_KUTIPAN_

Pengobatan dengan obat dapat diberikan
seperti:
☻Vitamin
B1,B6,B12,E
☻Antiedema
☻Vasodilator
☻Corticosteroid
☻Danzen
(Takeda)
☻Papase
(Warner-Lambert)
☻Neurobion
(E.Merck)
☻Fundamine-E
(Biomedis)
☻Enico
(Eisai)
Jalan
lain yang juga bisa menjadi alternatif yaitu dengan regenerasi saraf dengan
laser rendah. Pengunaan teknologi laser di bidang kesehatan makin luas,
demikian pula dengan bidang rehabilitasi medik. Pada penderita dengan gangguan
Erb Palsy sering mengalami suatu gangguan neuropraksia. Gangguan ini bersifat
reversibel dengan catatan bahwa trauma pada saraf tidak sampai axon. Pada
penderita bayi baru lahir, maka tindakan rehabilitasi medik adalah dengan
memberikan posisi yang benar yang bertujuan untuk menghindari tarikan saraf
lebih lanjut. Posisi yang dapat diberikan berupa posisi seperti patung liberty
dengan modifikasi atau dengan cara melipat bahu kedalam seperti posisi patah
tulang klavikula. Dan dihindari posisi tidur yang menindih tempat lesi saraf
(contoh kelumpuhan kanan maka dihindari tidur miring kanan). Penambahan terapi
Elektro Stimulasi (ES) dapat dimulai pada awal bulan yang bertujuan merangsang
aktifitas kelistrikan saraf dan re-edukasi dari otot yang mengalami kelemahan.

_DATA SUMBER_
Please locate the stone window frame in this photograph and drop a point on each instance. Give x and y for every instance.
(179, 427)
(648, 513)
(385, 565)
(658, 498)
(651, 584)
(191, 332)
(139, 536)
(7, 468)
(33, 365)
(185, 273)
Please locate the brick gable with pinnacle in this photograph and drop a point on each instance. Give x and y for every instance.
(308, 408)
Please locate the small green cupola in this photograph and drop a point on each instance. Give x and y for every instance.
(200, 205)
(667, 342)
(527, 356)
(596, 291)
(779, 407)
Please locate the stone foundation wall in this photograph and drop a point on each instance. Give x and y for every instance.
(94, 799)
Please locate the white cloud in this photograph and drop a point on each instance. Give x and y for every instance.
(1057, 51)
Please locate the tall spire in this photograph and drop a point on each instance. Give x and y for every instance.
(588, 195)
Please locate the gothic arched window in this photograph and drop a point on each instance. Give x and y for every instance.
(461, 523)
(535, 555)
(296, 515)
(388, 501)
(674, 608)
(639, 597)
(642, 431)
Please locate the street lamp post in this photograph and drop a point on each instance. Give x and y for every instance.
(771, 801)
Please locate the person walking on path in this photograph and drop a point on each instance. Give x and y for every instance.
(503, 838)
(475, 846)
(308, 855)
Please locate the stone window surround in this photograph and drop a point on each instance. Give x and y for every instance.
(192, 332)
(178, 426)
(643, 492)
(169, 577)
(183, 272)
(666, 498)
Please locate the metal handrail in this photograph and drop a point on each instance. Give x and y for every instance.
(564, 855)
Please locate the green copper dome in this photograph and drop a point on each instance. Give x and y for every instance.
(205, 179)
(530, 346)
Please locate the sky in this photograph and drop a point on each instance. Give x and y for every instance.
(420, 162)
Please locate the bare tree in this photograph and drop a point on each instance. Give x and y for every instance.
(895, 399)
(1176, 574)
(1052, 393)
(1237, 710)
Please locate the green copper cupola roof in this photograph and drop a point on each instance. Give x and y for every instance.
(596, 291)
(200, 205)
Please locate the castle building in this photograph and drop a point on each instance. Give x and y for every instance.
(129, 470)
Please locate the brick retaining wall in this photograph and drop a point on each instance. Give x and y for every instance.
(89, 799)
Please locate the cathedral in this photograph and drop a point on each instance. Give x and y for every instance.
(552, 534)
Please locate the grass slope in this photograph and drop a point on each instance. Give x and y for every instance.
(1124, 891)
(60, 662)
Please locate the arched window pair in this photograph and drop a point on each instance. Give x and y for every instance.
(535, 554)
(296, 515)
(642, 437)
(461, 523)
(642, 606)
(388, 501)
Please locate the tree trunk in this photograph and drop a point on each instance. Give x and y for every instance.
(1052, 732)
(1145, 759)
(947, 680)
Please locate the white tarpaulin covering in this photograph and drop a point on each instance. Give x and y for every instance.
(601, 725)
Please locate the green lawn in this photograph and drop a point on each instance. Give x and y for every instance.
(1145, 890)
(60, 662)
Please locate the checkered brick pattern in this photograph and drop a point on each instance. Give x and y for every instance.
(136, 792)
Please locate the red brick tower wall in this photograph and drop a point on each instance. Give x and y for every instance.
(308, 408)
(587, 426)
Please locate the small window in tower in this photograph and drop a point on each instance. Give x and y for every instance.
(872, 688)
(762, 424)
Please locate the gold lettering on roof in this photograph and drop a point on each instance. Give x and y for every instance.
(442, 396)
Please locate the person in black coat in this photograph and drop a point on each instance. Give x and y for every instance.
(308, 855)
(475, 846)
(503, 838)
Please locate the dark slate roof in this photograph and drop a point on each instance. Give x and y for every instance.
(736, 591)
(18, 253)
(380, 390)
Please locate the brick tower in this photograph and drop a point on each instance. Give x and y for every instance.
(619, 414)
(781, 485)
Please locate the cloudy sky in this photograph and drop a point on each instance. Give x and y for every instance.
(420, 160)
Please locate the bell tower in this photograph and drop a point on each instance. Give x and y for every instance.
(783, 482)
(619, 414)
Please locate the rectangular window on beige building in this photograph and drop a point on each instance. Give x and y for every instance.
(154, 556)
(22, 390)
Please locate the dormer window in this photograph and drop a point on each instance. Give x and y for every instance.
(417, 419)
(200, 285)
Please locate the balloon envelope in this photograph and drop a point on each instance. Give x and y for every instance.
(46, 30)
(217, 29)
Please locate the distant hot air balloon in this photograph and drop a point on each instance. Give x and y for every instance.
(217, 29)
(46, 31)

_TUGAS YANG DIPERLUKAN_
A. Menurut kutipan tentang penanganan Erb Palsy, posisi tidur apa yang harus dihindari bila kelumpuhan terjadi di sisi kanan?
B. Tolong lanjutkan kutipan tentang penanganan Erb Palsy mulai dari kalimat terakhirnya.
Baris-baris data tidak berkaitan dengan kutipan.

_HASIL BERURUTAN_
A. Tidur miring kanan.

B.
ES dapat dilakukan 2x/ minggu dilanjutkan dengan program terapi dirumah berupa
rangsangan taktil oleh orang tua yang diajarkan oleh dokter dan terapis.
Evaluasi
ini berlangsung sampai 3 bulan diharapkan terjadi proses pertumbuhan saraf pada
bayi. Setelah 3 bulan dapat dilakukan pemeriksaan EMG - NCV (Elektromyography-
Nerve Conduction Velocity) yaitu suatu alat yang dapat mengukur derajad
kerusakan saraf dan otot. Penggunaan laser pada kasus regenerasi saraf sangat
diperlukan dalam bidang ilmu Kedokteran Fisik dan Rehabilitasi. Laser yang
mempunyai panjang gelombang 632 nm mempunyai titik tangkap pada mitokhondria
(pusat pernafasan) sel. Dengan pemberian laser maka akan memperkaya ATP (energi
sel) sehingga menyebabkan sel berfungsi lebih baik. Laser mempunyai sifat
neuroprotektif dan neuroregeneratif pada sel saraf. Hal ini dapat dibuktikan dengan
penggunaan laser pada berbagai senter pendidikan di Amerika untuk guiding
(membantu) regenerasi pada saraf perifer. Pemberian laser pada bayi yang
mengalami Erb Palsy menggunakan dosis yang kecil (dosis stimulasi tidak perlu
waktu yang lama) dengan menggunakan 1 J/ titik dengan maksimal dose 10 J.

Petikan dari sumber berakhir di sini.